TASK INSTRUCTIONS
How many lines of the records below contain the word "slope"? Answer with the number alone.

..............................

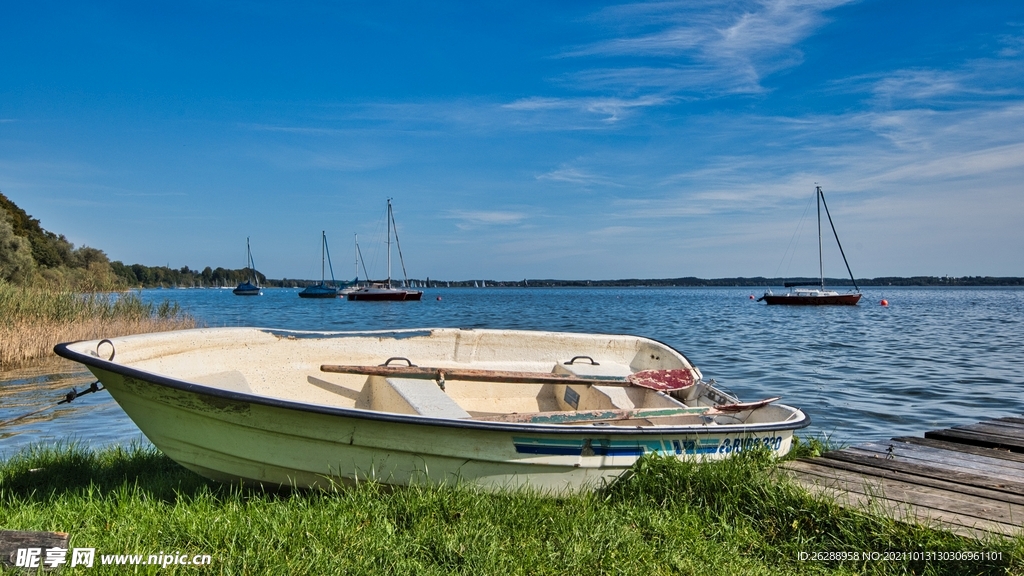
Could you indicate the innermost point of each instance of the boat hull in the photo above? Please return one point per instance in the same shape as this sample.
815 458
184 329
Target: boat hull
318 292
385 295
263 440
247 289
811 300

..............................

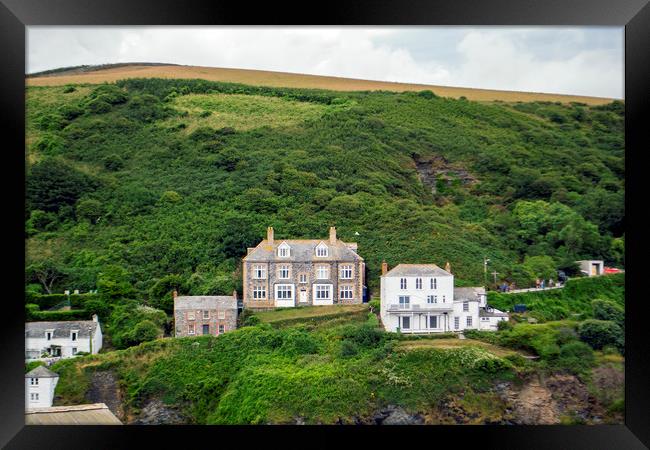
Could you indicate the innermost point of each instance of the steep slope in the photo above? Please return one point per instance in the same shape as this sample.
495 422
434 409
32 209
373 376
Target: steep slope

..............................

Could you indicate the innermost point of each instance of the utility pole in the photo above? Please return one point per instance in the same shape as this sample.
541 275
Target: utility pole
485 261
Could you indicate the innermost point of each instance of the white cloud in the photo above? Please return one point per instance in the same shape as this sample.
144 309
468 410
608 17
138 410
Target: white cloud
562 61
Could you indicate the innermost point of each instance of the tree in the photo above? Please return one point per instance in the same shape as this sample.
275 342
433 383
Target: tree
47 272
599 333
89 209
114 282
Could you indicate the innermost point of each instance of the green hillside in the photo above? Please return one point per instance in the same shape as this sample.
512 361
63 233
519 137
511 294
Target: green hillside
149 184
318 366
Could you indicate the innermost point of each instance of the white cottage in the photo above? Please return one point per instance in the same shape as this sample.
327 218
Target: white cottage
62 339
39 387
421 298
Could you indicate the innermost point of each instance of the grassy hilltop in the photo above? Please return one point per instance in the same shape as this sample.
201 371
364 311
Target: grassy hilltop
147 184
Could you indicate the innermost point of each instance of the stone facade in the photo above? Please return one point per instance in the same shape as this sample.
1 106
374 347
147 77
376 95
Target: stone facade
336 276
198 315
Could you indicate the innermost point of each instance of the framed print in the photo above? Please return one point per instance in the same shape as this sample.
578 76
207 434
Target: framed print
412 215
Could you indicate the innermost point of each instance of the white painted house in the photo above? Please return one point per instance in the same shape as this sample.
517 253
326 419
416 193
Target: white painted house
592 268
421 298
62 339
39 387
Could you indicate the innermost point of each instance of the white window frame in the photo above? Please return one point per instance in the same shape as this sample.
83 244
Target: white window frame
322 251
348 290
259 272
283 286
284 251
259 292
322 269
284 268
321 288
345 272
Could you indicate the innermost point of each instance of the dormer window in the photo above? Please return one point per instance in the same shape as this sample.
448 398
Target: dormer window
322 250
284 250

..............................

RESPONSE BOX
2